---------- DATA PROVIDED

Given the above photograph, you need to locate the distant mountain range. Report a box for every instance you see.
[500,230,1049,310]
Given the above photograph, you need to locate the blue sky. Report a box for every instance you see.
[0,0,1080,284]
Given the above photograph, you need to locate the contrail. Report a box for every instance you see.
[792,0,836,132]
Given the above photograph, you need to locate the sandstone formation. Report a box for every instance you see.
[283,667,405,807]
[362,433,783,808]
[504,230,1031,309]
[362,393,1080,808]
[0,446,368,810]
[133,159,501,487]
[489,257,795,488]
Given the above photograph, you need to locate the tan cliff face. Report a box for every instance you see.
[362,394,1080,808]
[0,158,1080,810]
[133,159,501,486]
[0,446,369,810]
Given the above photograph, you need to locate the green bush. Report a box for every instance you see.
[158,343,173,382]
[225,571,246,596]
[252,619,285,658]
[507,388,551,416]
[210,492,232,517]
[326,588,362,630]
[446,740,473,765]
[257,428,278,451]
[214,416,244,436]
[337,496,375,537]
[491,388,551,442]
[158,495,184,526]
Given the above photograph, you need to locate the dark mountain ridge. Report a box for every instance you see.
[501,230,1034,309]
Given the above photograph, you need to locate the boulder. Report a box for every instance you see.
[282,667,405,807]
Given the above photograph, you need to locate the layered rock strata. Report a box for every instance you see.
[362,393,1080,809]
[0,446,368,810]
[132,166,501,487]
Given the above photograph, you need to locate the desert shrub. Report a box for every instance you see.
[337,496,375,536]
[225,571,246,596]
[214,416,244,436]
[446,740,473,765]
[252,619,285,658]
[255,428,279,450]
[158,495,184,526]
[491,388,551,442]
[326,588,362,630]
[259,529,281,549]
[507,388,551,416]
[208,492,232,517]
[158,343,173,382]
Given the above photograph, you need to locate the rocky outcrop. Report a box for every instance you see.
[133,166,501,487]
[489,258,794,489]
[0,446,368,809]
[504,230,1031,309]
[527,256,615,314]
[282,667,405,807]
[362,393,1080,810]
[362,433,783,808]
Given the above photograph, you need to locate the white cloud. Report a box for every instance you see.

--------------------

→ **TASK STATEMENT**: Reproduce verbatim every line from the one containing "Given the above photograph, you need to locate the tan" down to the one containing "[0,446,369,810]", including both of those lines.

→ **ANSWER TO THE PROBLEM**:
Given the above photograph, you need to locate the tan cliff face. Report a box for every instance you see.
[362,394,1080,808]
[0,158,1080,810]
[133,159,501,486]
[0,446,369,810]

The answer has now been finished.